Problem statement:
Arrange every line of the material below as a JSON list of strings, one string per line, leaving out any blank lines.
── Information supplied
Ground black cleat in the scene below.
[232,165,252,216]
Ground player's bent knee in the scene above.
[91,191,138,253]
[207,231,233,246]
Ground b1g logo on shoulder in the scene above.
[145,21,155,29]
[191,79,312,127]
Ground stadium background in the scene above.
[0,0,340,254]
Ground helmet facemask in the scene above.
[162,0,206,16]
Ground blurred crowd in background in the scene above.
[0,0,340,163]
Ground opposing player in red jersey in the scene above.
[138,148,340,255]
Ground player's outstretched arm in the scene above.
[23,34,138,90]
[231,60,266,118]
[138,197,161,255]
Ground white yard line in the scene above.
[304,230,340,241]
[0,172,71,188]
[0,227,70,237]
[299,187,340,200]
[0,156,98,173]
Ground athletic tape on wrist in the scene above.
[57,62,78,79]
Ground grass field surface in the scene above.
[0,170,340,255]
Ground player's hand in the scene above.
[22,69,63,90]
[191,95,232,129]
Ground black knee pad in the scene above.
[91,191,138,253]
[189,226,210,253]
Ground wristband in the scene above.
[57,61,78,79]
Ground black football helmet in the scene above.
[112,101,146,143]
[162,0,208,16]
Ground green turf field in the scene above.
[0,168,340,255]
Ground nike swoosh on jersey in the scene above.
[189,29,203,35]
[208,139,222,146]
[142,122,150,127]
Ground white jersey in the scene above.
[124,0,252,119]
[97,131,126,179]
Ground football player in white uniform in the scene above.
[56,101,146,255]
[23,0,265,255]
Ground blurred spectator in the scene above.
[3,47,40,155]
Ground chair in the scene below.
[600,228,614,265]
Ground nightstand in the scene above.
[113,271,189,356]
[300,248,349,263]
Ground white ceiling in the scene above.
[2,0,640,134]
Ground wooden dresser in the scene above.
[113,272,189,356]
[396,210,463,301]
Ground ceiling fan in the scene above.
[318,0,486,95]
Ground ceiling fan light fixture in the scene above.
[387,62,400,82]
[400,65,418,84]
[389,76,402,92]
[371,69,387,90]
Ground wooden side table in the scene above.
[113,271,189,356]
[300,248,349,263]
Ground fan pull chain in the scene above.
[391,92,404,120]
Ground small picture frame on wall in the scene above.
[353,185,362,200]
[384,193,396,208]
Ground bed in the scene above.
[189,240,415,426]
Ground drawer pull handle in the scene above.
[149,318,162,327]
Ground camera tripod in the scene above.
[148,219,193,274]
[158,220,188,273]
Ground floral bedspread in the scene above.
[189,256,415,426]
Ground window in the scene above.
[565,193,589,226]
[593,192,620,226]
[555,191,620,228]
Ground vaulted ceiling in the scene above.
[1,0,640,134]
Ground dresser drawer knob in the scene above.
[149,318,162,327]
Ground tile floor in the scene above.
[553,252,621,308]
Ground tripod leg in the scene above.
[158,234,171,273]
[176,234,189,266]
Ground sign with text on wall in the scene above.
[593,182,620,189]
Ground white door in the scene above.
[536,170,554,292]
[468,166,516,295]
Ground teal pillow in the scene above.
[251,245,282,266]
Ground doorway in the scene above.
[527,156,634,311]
────
Solution to this exercise:
[
  "Ground black cleat in the scene below.",
  "[232,165,252,216]",
  "Ground player's bent knee in the scene above.",
  "[91,191,138,253]",
  "[207,231,233,246]",
  "Ground b1g logo on shoulder in the scene above.",
  "[145,21,155,29]",
  "[191,79,312,127]",
  "Ground stadium background in the scene above.",
  "[0,0,340,254]",
  "Ground helmet facemask in the scene above.",
  "[162,0,206,16]",
  "Ground blurred crowd in background in the scene above.",
  "[0,0,340,163]",
  "Ground opposing player in red jersey in the scene above.",
  "[138,148,340,255]",
  "Ground player's outstretched arm in the scene above.",
  "[23,34,138,90]",
  "[231,60,266,118]",
  "[138,197,161,255]",
  "Ground white yard line in the scene above.",
  "[304,230,340,241]",
  "[0,172,71,188]",
  "[0,227,70,237]",
  "[299,187,340,200]",
  "[0,156,98,173]",
  "Ground athletic tape on wrist in the scene above.",
  "[57,62,78,79]",
  "Ground grass field surface in the scene above.",
  "[0,170,340,255]",
  "Ground player's hand in the scene above.",
  "[22,69,63,90]",
  "[191,95,232,129]",
  "Ground black knee pad in the scene above.",
  "[91,191,138,253]",
  "[189,226,210,253]",
  "Ground wristband in the scene above.",
  "[57,61,78,79]",
  "Ground black football helmet in the scene above.",
  "[112,101,146,143]",
  "[162,0,208,16]",
  "Ground green turf field in the scene above.",
  "[0,168,340,255]",
  "Ground nike swoosh on jersey in the scene above.",
  "[189,29,203,35]",
  "[208,139,222,146]",
  "[142,122,150,127]",
  "Ground white jersey in the scene above.",
  "[124,0,252,119]",
  "[97,131,126,179]",
  "Ground football player in white uniform in the scene above.",
  "[56,101,146,255]",
  "[23,0,265,255]",
  "Ground blurred spectator in the scene above.",
  "[3,47,40,155]",
  "Ground chair in the scene below.",
  "[600,228,614,265]",
  "Ground nightstand in the scene above.",
  "[113,271,189,356]",
  "[300,248,349,263]",
  "Ground white ceiling in the scene above.",
  "[2,0,640,134]",
  "Ground wooden dresser in the scene above.",
  "[113,272,189,356]",
  "[396,210,463,301]",
  "Ground ceiling fan in the scene above.",
  "[318,0,486,95]",
  "Ground ceiling fan light fixture in the scene above.",
  "[387,62,400,82]",
  "[400,65,418,84]",
  "[389,76,402,92]",
  "[371,69,387,90]",
  "Ground wooden side table in the scene above.",
  "[113,271,189,356]",
  "[300,248,349,263]",
  "Ground fan pull chain in the scene above.",
  "[391,92,404,120]",
  "Ground small picture frame on wall in the scene above.",
  "[353,185,362,200]",
  "[384,193,396,208]",
  "Ground bed in the scene above.",
  "[189,240,415,426]",
  "Ground drawer pull handle in the scene above.",
  "[149,318,162,327]",
  "Ground camera tripod in the scene above.",
  "[148,219,193,274]",
  "[158,220,188,273]",
  "Ground floral bedspread in the scene above.",
  "[189,256,415,426]",
  "Ground window in the scene above.",
  "[565,193,589,226]",
  "[593,192,620,226]",
  "[555,191,620,228]",
  "Ground vaulted ceiling in the scene above.",
  "[1,0,640,134]",
  "Ground dresser drawer knob in the scene above.",
  "[149,318,162,327]",
  "Ground tile floor in the scene above.",
  "[553,252,621,308]",
  "Ground tripod leg in the scene above.",
  "[158,234,171,273]",
  "[176,234,189,266]",
  "Ground sign with text on wall in the scene above.",
  "[593,182,620,189]",
  "Ground white door in the scene above.",
  "[536,170,554,292]",
  "[468,166,516,295]",
  "Ground teal pillow in the scene above.",
  "[251,245,282,266]",
  "Ground doorway in the scene above.",
  "[527,156,634,311]"
]